Text section start

Alignment to mitochondrial genome using double alignment strategy
Prior to performing alignment, the unaligned mitochondrial reads in uBAM format have to be converted to FASTQ format required by the aligner.
The unaligned mitochondrial reads (FASTQ) are then realigned to mitochondrial reference and the shifted version of mitochondrial reference using bwa-mem2 aligner. The purpose of double alignment strategy is to increase alignment precision in mitochondrial control region (D-loop). The shifted reference was created by shifting the original reference by 8000 bases, which moves the breakpoint of the mitochondrial genome from the control region to the opposite side of the contig, allowing reads originating from control region to align precisely.
During to conversion of uBAM to FASTQ, certain useful information from the uBAM are lost. In order to preserve this information and pass to downstream steps, the unmapped BAM is merged with SAM file produced by the aligner using Picard MergeBamAlignment tool.
Duplicates are marked and alignment files are sorted by coordinate using gatk MarkDuplicatesSpark.
Variant Calling
Mitochondrial variants are called separately for non-control region using reads aligned to canonical reference and control region using reads aligned to shifted reference. Variants are called using a somatic variant caller gatk Mutect2 in mitochondria mode.
Merging variant calls
After calling variants separately for control and non-control region of mitochondrial genome, the variant calls from both regions have to be merged.
The variants in the control region were called against shifted mitochondrial reference, and thus have to be shifted back to coordinates of canonical reference sequence using Picard LiftoverVcf.
The VCF file and shifted-back VCF file are then merged using Picatd MergeVcfs. Additionally, VCF stats files generated by Mutect2 are merged using gatk MergeMutectStats.
Postprocessing
The raw variant calls are postprocessed, applying several filters to remove potential false positive calls and normalizing variant calls to achieve standardized representation.
The initial filtering phase includes filtering variants based on multiple specified parameters using gatk FilterMutectCalls tool specifically designed for filtering of raw Mutect2 calls. Optionally, the variants are filtered based on estimated contamination level. To estimate the level of contamination in mitochondrial DNA sample, we utilize haplocheck.
The next level of filters eliminates common artifacts, i.e. variants overlapping known artifact-prone mitochondrial sites. Finally, an optional last filtering phase involves filering out potential NuMTs based on median autosomal coverage using gatk NuMTFilterTool. The median autosomal coverage can be estimated from input WGS BAM using Picard CollectWgsmetrics.
The normalization of variant calls includes left alignment and splitting multi-allelic sites using gatk LeftAlignAndTrimVariants.
Calculating coverage
The per-base coverage is calculated using mosdepth from canonical and shifted alignments. The resulting per-base coverage is produced by combining coverage from non-control region (canonical alignment) and control region (shifted alignment).
Annotation
The postprocessed variants are annotated with functional effects using SnpEff and additional information:
conservation scores (PhyloP100way and PhastCons100way)
population frequencies (gnomAD)
in-silico pathogenicity predictions (SIFT, MitoTIP and PON-mt-tRNA)
Additionally the variants are annotated as heteroplasmic (0/1 genotype) or homoplasmic (1/1 genotype) based on specified treshold.
The annotations are exported to human-readable CSV format. See Outputs section for description of individual annotation fields.
Visualization
An interactive HTML visualization of variants is created, visualizing variants at their positions within mitochondrial genome. The calculated coverage is included in the plot.
Identifying haplogroups
The haplogroup of the sample is identified based on detected variants using haplogrep3.

Text section end

List every tool that the text on mitochondrial variant analysis explicitly names as a gatk tool. The entries that follow are not needed for the task.

Data supplied section start

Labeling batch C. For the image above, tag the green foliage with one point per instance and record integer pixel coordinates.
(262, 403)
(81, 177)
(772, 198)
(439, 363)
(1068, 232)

Data supplied section end

■ **Problem solution**:
- MarkDuplicatesSpark
- Mutect2
- MergeMutectStats
- FilterMutectCalls
- NuMTFilterTool
- LeftAlignAndTrimVariants